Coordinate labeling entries

----

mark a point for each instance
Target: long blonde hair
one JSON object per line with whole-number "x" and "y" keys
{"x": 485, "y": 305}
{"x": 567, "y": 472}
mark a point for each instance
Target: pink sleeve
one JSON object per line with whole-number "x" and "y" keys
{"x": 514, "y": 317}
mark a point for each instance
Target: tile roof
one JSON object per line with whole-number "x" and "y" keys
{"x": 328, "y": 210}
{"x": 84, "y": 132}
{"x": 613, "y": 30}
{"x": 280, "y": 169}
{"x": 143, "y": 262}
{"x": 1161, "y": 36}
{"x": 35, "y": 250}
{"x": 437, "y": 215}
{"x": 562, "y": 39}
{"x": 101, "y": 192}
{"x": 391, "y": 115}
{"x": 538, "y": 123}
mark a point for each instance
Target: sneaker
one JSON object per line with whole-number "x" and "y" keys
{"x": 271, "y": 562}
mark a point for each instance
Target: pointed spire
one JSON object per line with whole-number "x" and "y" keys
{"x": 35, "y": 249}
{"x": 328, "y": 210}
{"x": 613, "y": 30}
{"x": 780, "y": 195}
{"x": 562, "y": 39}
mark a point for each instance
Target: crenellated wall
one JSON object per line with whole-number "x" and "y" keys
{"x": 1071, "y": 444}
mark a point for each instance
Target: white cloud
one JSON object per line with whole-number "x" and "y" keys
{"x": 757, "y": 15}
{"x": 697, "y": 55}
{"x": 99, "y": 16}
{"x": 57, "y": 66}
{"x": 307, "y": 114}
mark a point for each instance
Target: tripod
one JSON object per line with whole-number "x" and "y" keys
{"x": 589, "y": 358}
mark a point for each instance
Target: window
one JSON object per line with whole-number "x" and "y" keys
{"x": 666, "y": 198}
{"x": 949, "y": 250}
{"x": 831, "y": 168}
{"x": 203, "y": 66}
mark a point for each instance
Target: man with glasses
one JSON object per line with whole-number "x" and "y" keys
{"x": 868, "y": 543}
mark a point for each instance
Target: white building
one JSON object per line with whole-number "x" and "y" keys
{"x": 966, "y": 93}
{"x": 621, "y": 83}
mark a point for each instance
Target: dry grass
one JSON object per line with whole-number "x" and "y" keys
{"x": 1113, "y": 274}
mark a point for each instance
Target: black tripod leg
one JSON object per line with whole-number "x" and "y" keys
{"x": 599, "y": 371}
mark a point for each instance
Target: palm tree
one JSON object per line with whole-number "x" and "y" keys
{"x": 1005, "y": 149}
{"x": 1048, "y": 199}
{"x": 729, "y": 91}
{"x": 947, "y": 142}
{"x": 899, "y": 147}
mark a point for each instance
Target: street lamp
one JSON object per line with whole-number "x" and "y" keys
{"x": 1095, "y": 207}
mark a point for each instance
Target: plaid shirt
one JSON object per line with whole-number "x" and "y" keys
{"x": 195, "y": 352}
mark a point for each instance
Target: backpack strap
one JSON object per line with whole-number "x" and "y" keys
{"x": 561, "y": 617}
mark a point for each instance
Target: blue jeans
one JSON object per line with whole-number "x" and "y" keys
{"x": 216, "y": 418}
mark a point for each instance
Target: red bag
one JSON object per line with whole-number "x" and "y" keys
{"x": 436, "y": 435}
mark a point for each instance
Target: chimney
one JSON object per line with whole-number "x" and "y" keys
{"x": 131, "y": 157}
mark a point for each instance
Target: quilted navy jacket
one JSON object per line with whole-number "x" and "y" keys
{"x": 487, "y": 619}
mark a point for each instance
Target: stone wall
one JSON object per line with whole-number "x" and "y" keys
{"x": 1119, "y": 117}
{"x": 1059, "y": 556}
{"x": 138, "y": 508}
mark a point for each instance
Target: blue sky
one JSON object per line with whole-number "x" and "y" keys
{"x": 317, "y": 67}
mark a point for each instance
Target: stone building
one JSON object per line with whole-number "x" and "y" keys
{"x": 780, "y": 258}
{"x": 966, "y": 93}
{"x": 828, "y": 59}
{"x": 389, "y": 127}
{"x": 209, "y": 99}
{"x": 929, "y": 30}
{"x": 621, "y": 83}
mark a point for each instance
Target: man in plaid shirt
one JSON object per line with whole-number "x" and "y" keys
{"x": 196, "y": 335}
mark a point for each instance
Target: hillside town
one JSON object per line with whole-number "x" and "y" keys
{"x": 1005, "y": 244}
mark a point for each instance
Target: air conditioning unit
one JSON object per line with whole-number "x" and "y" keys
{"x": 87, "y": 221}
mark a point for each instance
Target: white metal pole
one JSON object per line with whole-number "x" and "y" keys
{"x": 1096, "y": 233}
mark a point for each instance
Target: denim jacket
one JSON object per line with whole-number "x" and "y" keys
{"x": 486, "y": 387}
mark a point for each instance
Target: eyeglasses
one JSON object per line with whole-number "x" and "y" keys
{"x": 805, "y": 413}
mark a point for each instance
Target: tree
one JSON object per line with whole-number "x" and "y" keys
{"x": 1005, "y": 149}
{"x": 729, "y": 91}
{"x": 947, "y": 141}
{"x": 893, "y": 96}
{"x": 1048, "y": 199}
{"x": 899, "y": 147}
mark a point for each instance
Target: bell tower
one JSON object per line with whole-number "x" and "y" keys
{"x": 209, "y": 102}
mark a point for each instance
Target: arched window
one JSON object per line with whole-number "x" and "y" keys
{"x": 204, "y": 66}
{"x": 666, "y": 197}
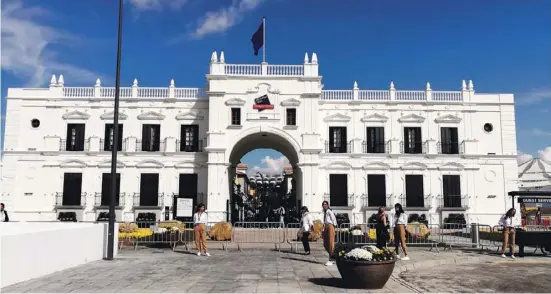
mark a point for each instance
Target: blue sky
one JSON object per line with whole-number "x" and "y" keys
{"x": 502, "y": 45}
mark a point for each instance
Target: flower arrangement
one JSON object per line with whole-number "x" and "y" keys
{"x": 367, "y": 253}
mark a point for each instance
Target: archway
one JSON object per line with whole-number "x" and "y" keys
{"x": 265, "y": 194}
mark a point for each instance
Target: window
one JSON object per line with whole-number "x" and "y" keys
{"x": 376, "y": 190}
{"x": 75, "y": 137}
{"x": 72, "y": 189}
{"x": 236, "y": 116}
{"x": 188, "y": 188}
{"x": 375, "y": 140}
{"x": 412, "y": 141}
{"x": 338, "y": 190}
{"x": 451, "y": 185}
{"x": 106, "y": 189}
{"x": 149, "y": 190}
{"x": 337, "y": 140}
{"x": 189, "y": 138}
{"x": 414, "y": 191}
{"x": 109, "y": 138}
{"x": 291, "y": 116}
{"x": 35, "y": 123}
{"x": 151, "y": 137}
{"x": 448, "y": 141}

----

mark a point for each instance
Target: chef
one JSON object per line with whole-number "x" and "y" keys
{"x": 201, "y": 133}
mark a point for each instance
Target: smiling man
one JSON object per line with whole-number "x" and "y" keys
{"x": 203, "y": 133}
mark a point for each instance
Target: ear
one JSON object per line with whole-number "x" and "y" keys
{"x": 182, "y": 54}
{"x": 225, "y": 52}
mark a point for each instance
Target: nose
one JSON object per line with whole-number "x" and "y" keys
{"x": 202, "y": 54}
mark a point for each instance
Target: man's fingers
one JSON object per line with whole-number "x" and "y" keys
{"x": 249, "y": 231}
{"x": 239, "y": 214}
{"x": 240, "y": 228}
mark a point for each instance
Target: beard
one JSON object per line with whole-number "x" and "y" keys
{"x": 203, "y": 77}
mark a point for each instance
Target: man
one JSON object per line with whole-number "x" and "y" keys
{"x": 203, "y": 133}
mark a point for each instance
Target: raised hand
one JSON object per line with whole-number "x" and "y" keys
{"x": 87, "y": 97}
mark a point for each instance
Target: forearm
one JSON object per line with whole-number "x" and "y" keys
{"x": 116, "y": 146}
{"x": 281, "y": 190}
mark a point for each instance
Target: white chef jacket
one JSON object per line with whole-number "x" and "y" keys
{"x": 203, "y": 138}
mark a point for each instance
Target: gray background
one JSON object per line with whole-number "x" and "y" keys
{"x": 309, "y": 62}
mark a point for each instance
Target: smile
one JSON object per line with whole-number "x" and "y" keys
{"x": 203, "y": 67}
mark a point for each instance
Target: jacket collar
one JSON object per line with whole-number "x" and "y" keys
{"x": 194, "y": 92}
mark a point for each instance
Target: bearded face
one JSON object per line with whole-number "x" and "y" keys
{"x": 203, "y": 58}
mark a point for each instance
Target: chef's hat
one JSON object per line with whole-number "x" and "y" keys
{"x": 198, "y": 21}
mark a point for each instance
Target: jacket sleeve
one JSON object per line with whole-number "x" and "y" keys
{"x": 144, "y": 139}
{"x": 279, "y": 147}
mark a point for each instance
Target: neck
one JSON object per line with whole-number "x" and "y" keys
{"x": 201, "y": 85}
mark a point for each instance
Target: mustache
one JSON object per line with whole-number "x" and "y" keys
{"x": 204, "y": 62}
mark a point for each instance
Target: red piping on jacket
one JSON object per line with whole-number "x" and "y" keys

----

#### [Task goal]
How many lines in the entries above contain the word "wall"? Reply with the number only.

#### [Response to this task]
2